Extract
▬▬▬
Hacker News new | ask | show | jobs
by pu_pe 96 days ago
You didn't actually give an example of what the issue with next token prediction is. You just mentioned current constraints (ie generalization and learning are difficult, needs mountains of data to train, can't play chess very well) that are not fundamental problems. You can trivially train a transformer to play chess above the level any human can play at, and they would still be doing "next token prediction". I wouldn't be surprised if every single thing you list as a challenge is solved in a few years, either through improvement at a basic level (ie better architectures) or harnessing.

We don't know how human brains produce intelligence. At a fundamental level, they might also be doing next token prediction or something similarly "dumb". Just because we know the basic mechanism of how LLMs work doesn't mean we can explain how they work and what they do, in a similar way that we might know everything we need to know about neurons and we still cannot fully grasp sentience.

2 comments

I use the chess example because it’s especially instructive. It would NOT be trivial to train an LLM to play chess, next token prediction breaks down when you have so many positions to remember and you can’t adequately assign value to intermediate positions. Chess bots work by being trained on how to assign value to a position, something fundamentally different than what an LLM is doing.

A simpler example — without tool use, the standard BPE tokenization method made it impossible for state of the art LLMs to tell you how many ‘r’s are in strawberry. This is because they are thinking in tokens, not letters and not words. Can you think of anything in our intelligence where the way we encode experience makes it impossible for us to reason about it? The closest thing I can come to is how some cultures/languages have different ways of describing color and as a result cannot distinguish between colors that we think are quite distinct. And yet I can explain that, think about it, etc. We can reason abstractly and we don’t have to resort to a literal deus ex machina to do so.

Not being able to explain our brain to you doesn’t mean I can’t notice things that LLMs can’t do, and that we can, and draw some conclusions.

There are chess engines based on transformers, even DeepMind released one [1]. It achieved ~2900 Elo. It does have peculiarities for example in the endgame that are likely derived from its architecture, though I think it definitely qualifies as an example of the fact that simply because something is a next token predictor doesn't mean it cannot perform tasks that require intelligence and planning.
▬▬▬
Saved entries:
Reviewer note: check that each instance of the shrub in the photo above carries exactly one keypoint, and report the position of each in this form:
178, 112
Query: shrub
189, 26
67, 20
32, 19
▬▬▬
What you need to do
A. Retype the section of the Hacker News thread on next token prediction starting at "A simpler example" and ending at "draw some conclusions.".
B. Continue the Hacker News thread on next token prediction, picking up right after its last sentence.

Per-task answers
A.
A simpler example — without tool use, the standard BPE tokenization method made it impossible for state of the art LLMs to tell you how many ‘r’s are in strawberry. This is because they are thinking in tokens, not letters and not words. Can you think of anything in our intelligence where the way we encode experience makes it impossible for us to reason about it? The closest thing I can come to is how some cultures/languages have different ways of describing color and as a result cannot distinguish between colors that we think are quite distinct. And yet I can explain that, think about it, etc. We can reason abstractly and we don’t have to resort to a literal deus ex machina to do so.

Not being able to explain our brain to you doesn’t mean I can’t notice things that LLMs can’t do, and that we can, and draw some conclusions.

B.
The r in strawberry is more of a fundamental limitation of our tokenization procedures, not the transformer architecture. We could easily train a LLM with byte-size tokens that would nail those problems. It can also be easily fixed with harnessing (ie for this class of problems, write a script rather than solve it yourself). I mean, we do this all the time ourselves, even mathematicians and physicists will run to a calculator for all kinds of problems they could in principle solve in their heads.

[1] https://arxiv.org/abs/2402.04494

But chess models aren't trained the same way LLMs are trained. If I am not mistaken, they are trained directly from chess moves using pure reinforcement learning, and it's definitely not trivial as for instance AlphaZero took 64 TPUs to train.
You can train them in a very similar way.

Modern LLMs often start at "imitation learning" pre-training on web-scale data and continue with RLVR for specific verifiable tasks like coding. You can pre-train a chess engine transformer on human or engine chess parties, "imitation learning" mode, and then add RL against other engines or as self-play - to anneal the deficiencies and improve performance.

This was used for a few different game engines in practice. Probably not worth it for chess unless you explicitly want humanlike moves, but games with wider state and things like incomplete information benefit from the early "imitation learning" regime getting them into the envelope fast.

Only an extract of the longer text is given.